• WHAT IS ASKED:
Copy out all of the data below, replacing "verify" with "confirm" wherever it occurs and changing nothing else.

• EXCERPTED RECORDS:
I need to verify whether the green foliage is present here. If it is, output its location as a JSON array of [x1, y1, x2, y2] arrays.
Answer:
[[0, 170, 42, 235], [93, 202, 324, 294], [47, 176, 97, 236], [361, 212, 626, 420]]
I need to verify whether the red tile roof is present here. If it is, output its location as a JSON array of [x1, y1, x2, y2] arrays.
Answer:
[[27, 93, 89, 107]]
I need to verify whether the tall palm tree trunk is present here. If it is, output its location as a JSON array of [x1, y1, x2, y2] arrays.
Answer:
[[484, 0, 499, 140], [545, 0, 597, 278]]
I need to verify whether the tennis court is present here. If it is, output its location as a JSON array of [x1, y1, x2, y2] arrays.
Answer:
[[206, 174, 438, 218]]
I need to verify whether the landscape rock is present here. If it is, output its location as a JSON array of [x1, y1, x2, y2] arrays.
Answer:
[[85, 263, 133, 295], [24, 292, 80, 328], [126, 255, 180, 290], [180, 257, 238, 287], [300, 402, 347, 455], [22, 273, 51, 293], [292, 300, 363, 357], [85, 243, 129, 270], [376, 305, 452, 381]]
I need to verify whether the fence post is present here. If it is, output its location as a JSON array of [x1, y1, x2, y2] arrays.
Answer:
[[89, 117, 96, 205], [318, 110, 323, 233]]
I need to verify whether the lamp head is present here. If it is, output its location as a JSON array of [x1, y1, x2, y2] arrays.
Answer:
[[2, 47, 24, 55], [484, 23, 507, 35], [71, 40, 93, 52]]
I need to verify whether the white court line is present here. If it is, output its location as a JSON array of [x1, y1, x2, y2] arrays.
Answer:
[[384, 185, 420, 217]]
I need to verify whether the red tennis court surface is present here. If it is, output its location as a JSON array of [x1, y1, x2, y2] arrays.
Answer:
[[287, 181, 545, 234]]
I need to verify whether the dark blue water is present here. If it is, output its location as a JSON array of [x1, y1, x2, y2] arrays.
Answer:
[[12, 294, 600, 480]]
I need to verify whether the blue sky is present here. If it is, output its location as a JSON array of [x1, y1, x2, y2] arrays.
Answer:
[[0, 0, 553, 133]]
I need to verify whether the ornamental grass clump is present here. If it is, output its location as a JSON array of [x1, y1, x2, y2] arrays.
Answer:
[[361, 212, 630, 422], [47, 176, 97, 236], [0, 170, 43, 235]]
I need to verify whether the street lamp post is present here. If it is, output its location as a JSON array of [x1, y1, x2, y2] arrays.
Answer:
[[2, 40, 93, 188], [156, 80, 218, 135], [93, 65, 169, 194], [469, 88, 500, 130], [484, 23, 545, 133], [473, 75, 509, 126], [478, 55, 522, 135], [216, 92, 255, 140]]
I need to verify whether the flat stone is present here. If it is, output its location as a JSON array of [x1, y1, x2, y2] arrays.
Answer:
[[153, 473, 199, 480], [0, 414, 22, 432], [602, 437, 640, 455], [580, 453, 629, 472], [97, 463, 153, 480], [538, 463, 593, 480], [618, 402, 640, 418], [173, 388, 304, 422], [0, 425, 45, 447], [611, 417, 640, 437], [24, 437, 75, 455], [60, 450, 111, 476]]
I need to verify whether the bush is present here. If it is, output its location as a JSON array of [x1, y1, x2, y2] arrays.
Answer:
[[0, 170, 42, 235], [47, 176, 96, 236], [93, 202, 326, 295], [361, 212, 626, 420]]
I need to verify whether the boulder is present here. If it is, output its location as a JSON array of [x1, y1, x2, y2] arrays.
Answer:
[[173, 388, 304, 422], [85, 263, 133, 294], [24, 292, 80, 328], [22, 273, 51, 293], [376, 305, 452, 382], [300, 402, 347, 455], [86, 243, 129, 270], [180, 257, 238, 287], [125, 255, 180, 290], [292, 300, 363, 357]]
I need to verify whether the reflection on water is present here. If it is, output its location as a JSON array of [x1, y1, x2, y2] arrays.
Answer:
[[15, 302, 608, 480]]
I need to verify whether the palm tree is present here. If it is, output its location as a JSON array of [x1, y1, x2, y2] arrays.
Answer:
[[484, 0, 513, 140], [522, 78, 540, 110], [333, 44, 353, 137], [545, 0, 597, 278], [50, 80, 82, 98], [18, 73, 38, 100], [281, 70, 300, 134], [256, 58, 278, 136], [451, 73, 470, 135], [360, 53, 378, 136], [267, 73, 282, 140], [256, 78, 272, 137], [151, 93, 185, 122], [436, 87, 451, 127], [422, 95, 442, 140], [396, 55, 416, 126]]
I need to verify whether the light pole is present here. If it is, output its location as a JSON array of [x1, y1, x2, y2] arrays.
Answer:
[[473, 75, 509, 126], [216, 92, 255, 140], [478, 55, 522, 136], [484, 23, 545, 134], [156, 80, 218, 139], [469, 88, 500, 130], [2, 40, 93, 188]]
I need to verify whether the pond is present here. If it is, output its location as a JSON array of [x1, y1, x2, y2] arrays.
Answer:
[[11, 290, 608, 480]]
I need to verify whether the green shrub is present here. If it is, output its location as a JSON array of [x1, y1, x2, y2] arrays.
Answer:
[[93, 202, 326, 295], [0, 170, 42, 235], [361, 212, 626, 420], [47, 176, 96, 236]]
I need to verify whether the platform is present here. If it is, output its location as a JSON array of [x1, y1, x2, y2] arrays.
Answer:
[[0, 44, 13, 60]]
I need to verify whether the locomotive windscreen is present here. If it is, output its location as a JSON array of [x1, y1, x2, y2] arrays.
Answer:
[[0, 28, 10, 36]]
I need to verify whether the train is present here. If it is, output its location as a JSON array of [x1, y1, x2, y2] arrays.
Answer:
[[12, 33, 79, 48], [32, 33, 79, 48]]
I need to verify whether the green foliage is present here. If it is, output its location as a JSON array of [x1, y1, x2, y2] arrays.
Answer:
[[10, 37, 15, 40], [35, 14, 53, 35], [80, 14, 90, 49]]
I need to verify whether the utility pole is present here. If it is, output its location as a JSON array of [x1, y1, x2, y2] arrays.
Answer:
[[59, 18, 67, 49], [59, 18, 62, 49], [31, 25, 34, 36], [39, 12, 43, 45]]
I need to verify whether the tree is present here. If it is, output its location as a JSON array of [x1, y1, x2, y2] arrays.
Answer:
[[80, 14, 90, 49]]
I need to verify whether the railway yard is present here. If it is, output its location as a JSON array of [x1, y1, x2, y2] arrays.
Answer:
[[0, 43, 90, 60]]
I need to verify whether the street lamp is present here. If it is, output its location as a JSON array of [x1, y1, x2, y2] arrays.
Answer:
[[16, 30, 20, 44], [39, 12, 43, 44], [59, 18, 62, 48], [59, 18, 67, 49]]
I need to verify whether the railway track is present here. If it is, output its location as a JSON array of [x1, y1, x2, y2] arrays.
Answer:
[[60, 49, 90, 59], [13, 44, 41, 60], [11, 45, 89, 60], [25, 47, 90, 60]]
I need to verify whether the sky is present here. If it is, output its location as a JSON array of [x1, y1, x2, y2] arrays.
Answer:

• SOLUTION TO THIS PROBLEM:
I need to confirm whether the green foliage is present here. If it is, output its location as a JSON array of [x1, y1, x2, y2] arrays.
Answer:
[[0, 170, 42, 235], [93, 202, 324, 294], [47, 176, 97, 236], [361, 212, 626, 420]]
I need to confirm whether the red tile roof is present here. If it is, output its location as a JSON array of [x1, y1, x2, y2] arrays.
Answer:
[[27, 93, 89, 107]]
I need to confirm whether the tall palm tree trunk is present here. If it is, output its location as a JSON array of [x1, y1, x2, y2] arrays.
Answer:
[[484, 0, 499, 140], [545, 0, 597, 278]]
I need to confirm whether the tennis court is present here. If it is, output its location as a JSON array of [x1, y1, x2, y2] arrays.
Answer:
[[206, 174, 438, 218]]
I need to confirm whether the landscape rock is present here. If it is, output its location as a JSON array of [x1, y1, x2, y2] arrays.
Answer:
[[85, 263, 133, 295], [24, 292, 80, 328], [126, 255, 180, 290], [180, 257, 238, 287], [300, 402, 347, 455], [22, 273, 51, 293], [292, 300, 363, 357], [85, 243, 129, 270], [376, 305, 452, 381]]
I need to confirm whether the fence post is present here. If it is, output its location as a JSON array of [x1, y1, x2, y2] arrays.
Answer:
[[89, 117, 96, 205], [318, 110, 323, 233]]
I need to confirm whether the lamp head is present here. If it is, output its location as a JSON array of [x1, y1, x2, y2] arrays.
Answer:
[[2, 47, 24, 55], [484, 23, 507, 35], [71, 40, 93, 52]]
I need to confirm whether the white court line is present here. If it is, output its location as a JSON array of [x1, y1, x2, y2] arrays.
Answer:
[[384, 185, 420, 217]]
I need to confirm whether the red tennis court surface is present here. If it is, output its location as a JSON array of [x1, y1, x2, y2] arrays.
Answer:
[[287, 181, 545, 234]]
I need to confirm whether the dark blue water is present here. If it is, output its location as a JSON array of [x1, y1, x2, y2] arrays.
Answer:
[[12, 294, 600, 480]]
I need to confirm whether the blue sky is present here. If it is, output its location as a JSON array of [x1, y1, x2, y2] arrays.
Answer:
[[0, 0, 553, 133]]
I need to confirm whether the ornamental grass clump is present here. If it is, output its location as a JSON array of [x1, y1, x2, y2] arrays.
Answer:
[[361, 212, 630, 422], [47, 176, 97, 236], [0, 170, 43, 235]]
I need to confirm whether the street lamp post is present here. If it is, output its location as a JSON array of [x1, y1, x2, y2] arrays.
Answer:
[[2, 40, 93, 188], [156, 80, 218, 135], [93, 65, 169, 194], [469, 88, 500, 130], [484, 23, 545, 133], [473, 75, 509, 126], [478, 55, 522, 135], [216, 92, 255, 140]]
I need to confirm whether the flat stone is present here. If it is, output its location as a JSON array of [x1, y1, x2, y2] arrays.
Answer:
[[153, 473, 199, 480], [0, 414, 22, 432], [602, 437, 640, 455], [580, 453, 629, 472], [97, 463, 153, 480], [538, 463, 593, 480], [618, 402, 640, 418], [173, 388, 304, 422], [0, 425, 45, 447], [611, 417, 640, 437], [24, 437, 75, 455], [60, 450, 111, 476]]
I need to confirm whether the bush is present here. If it is, output its location as a JSON array of [x1, y1, x2, y2] arrays.
Answer:
[[0, 170, 42, 235], [47, 176, 96, 236], [93, 202, 326, 295], [361, 212, 626, 420]]
I need to confirm whether the boulder is present here. If it is, output its location as a JSON array of [x1, y1, x2, y2] arrays.
Answer:
[[173, 388, 304, 422], [85, 263, 133, 294], [24, 292, 80, 328], [22, 273, 51, 293], [376, 305, 452, 382], [300, 402, 347, 455], [86, 243, 129, 270], [180, 257, 238, 287], [125, 255, 180, 290], [292, 300, 363, 357]]
I need to confirm whether the reflection on water is present here. If it is, output its location as a JSON array of [x1, y1, x2, y2] arrays.
Answer:
[[15, 302, 608, 480]]
I need to confirm whether the palm tree is present here. If it is, output its location as a JSON array of [x1, y1, x2, y2] arrays.
Answer:
[[484, 0, 513, 140], [522, 78, 540, 110], [333, 44, 353, 137], [545, 0, 597, 278], [50, 80, 82, 98], [18, 73, 38, 100], [281, 70, 300, 134], [256, 58, 278, 136], [451, 73, 470, 135], [360, 53, 378, 136], [267, 73, 282, 140], [256, 78, 272, 137], [151, 93, 185, 122], [436, 87, 451, 127], [422, 95, 442, 140], [396, 55, 416, 126]]
I need to confirm whether the light pole is present here. If it is, output its location as a JSON array of [x1, y1, x2, y2] arrays.
Answer:
[[473, 75, 509, 126], [216, 92, 255, 140], [478, 55, 522, 136], [484, 23, 545, 134], [156, 80, 218, 139], [469, 88, 500, 130], [2, 40, 93, 188]]
I need to confirm whether the pond is present here. If it is, output its location as a JSON array of [x1, y1, x2, y2] arrays.
Answer:
[[11, 290, 608, 480]]
I need to confirm whether the green shrub is present here. If it is, output its location as a JSON array of [x1, y1, x2, y2] arrays.
Answer:
[[93, 202, 326, 295], [0, 170, 42, 235], [361, 212, 626, 420], [47, 176, 96, 236]]
I need to confirm whether the platform is present here. If it is, output its location as a JSON array of [x1, y1, x2, y2] arrays.
Answer:
[[0, 44, 13, 60]]
I need to confirm whether the locomotive windscreen is present here. If it is, output its location as a JSON array of [x1, y1, x2, y2] arrays.
Answer:
[[0, 28, 10, 36]]
I need to confirm whether the train is present here. If it is, output its location as a JSON array of [x1, y1, x2, y2] arrays.
Answer:
[[12, 33, 79, 48], [32, 33, 79, 48]]
I need to confirm whether the green foliage is present here. If it is, output its location as a JSON array of [x1, y1, x2, y2] arrays.
Answer:
[[10, 37, 15, 40], [35, 14, 53, 35], [80, 14, 90, 49]]
I need to confirm whether the utility pole is present here. If it is, output its location as a JSON array of [x1, y1, x2, y2] arrays.
Answer:
[[59, 18, 67, 49], [59, 18, 62, 49], [31, 25, 34, 36], [39, 12, 43, 45]]
I need to confirm whether the tree is present here. If it is, output its location as a JSON array of [x1, y1, x2, y2] arrays.
Answer:
[[80, 14, 90, 49]]
I need to confirm whether the railway yard is present here. If it is, output its location as a JSON array of [x1, y1, x2, y2] arrays.
Answer:
[[0, 43, 90, 60]]
I need to confirm whether the street lamp is present here. If it is, output its location as a JSON array of [x1, y1, x2, y2] arrays.
Answer:
[[16, 30, 20, 44], [39, 12, 43, 44], [59, 18, 62, 48], [59, 18, 67, 49]]
I need to confirm whether the railway track is present here. If it is, output its location as a JSON array of [x1, y1, x2, y2] arrays.
Answer:
[[60, 49, 90, 59], [13, 44, 41, 60], [11, 45, 89, 60], [25, 47, 90, 60]]
I need to confirm whether the sky is present here. If it is, output its location as a JSON array of [x1, y1, x2, y2] arrays.
Answer:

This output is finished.